Segment Start: Data section

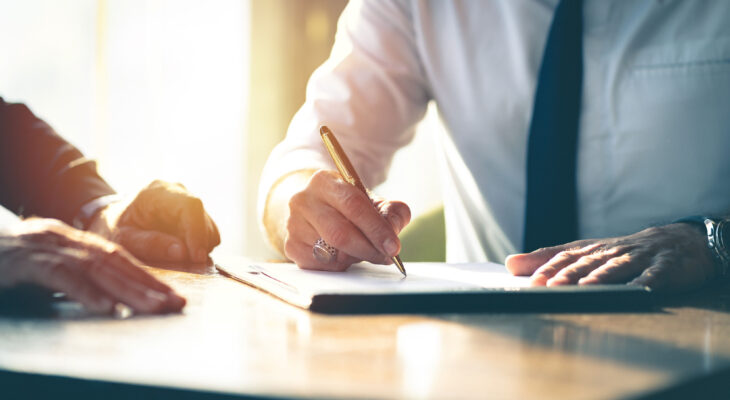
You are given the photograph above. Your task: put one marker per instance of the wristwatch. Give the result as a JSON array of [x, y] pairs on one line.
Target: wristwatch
[[718, 240]]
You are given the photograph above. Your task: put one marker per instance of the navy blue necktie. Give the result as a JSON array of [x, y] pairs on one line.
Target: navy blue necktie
[[550, 211]]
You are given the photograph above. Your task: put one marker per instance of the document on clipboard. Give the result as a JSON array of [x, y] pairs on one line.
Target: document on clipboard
[[429, 288]]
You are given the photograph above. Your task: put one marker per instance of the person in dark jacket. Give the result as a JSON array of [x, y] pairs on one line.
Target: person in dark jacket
[[76, 236]]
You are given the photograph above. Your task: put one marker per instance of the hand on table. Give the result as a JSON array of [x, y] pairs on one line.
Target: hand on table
[[85, 266], [669, 258], [342, 215], [163, 223]]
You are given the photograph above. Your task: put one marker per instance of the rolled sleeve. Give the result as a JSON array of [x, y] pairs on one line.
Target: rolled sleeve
[[371, 92]]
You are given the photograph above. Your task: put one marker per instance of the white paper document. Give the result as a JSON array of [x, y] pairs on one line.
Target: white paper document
[[370, 278]]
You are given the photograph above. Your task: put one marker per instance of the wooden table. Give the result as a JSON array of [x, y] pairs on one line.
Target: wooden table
[[232, 340]]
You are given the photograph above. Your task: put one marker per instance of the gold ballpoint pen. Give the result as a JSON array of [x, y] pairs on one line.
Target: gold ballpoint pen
[[348, 173]]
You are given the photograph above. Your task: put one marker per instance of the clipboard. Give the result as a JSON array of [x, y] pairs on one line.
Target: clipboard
[[429, 288]]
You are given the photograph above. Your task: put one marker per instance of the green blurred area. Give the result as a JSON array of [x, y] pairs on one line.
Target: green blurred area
[[424, 239]]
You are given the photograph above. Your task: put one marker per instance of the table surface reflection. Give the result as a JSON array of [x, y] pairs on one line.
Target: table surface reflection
[[234, 339]]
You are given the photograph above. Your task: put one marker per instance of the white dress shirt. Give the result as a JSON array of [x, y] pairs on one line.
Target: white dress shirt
[[654, 140]]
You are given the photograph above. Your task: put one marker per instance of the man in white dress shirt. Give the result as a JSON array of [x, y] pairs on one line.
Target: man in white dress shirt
[[653, 137]]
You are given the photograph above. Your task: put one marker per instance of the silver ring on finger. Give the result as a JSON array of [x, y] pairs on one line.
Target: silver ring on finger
[[323, 252]]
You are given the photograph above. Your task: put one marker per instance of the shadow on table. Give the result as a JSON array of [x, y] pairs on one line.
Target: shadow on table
[[15, 385]]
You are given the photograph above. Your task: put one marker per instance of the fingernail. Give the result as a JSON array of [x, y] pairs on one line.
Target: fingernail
[[155, 298], [202, 255], [176, 301], [390, 247], [175, 252], [395, 221], [105, 305]]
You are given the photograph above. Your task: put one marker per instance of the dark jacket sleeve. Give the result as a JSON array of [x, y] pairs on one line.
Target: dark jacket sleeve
[[41, 174]]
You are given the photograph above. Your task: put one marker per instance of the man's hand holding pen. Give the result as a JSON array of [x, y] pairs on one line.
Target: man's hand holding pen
[[341, 214]]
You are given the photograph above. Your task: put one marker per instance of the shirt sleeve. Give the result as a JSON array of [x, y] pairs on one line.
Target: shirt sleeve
[[41, 174], [371, 92]]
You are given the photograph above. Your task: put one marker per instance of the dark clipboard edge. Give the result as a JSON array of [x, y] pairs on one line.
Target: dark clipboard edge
[[598, 298]]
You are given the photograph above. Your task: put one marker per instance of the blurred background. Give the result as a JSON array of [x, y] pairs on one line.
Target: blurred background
[[190, 91]]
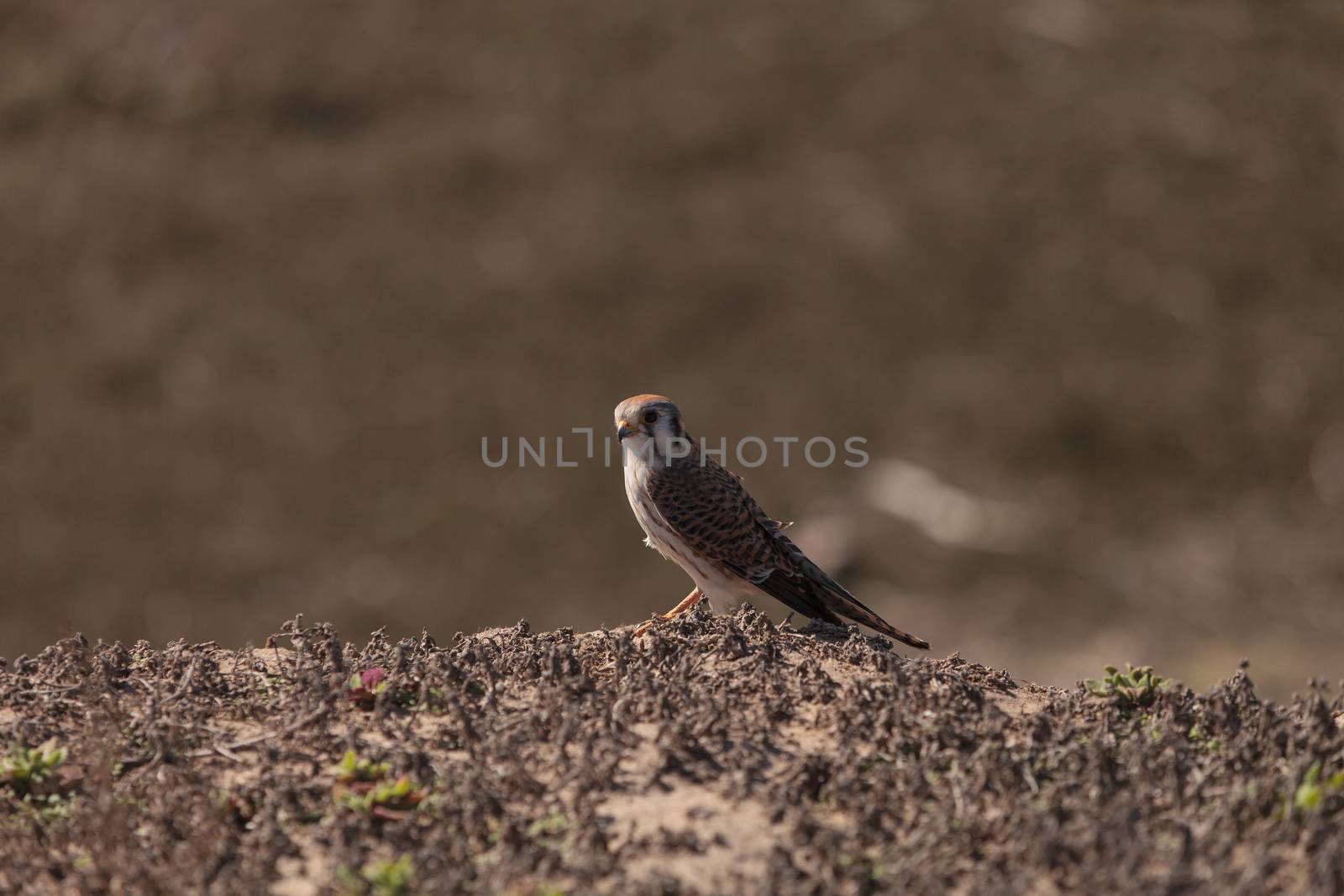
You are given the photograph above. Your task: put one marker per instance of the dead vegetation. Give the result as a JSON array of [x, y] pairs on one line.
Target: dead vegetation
[[719, 755]]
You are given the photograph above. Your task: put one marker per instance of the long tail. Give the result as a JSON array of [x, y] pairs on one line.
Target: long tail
[[846, 605]]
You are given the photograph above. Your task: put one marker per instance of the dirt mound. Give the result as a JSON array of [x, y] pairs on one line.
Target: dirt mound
[[721, 754]]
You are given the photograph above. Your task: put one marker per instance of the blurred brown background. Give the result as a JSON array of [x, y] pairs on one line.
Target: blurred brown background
[[272, 270]]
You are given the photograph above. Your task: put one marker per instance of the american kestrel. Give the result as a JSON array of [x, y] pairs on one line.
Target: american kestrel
[[698, 515]]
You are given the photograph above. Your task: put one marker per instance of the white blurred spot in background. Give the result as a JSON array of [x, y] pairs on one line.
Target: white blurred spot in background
[[947, 513]]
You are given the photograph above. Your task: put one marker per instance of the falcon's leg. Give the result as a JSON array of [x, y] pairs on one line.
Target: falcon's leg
[[691, 600]]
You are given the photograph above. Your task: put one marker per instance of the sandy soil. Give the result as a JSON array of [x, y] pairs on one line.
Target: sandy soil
[[721, 754]]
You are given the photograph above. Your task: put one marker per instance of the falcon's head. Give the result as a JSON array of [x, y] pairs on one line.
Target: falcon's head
[[647, 422]]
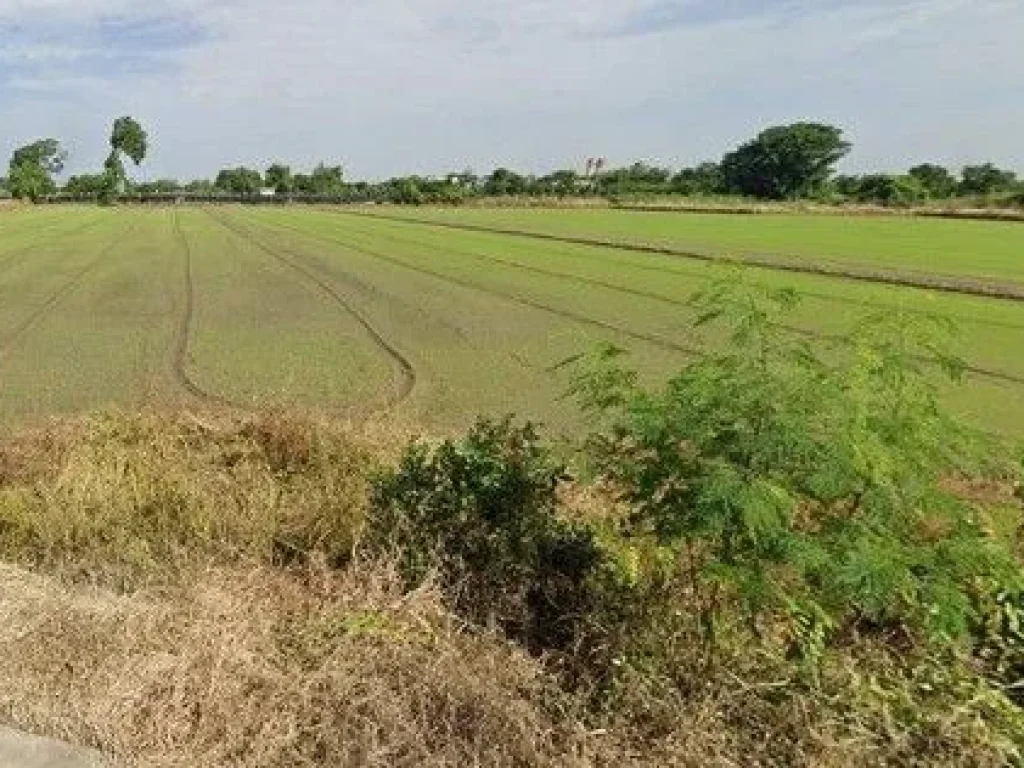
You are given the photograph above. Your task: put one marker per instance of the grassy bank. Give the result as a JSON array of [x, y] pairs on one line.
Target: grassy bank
[[188, 591]]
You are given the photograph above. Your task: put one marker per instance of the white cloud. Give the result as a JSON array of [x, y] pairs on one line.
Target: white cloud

Segment End: Data section

What needs to be done: Filter the records above, keeping each line that contains the word "cloud".

Answer box:
You are given the photograph above. Your task: put one marker per instance of the white cloud. Give the result as a JSON array of [x, y] pairs on one line.
Target: white cloud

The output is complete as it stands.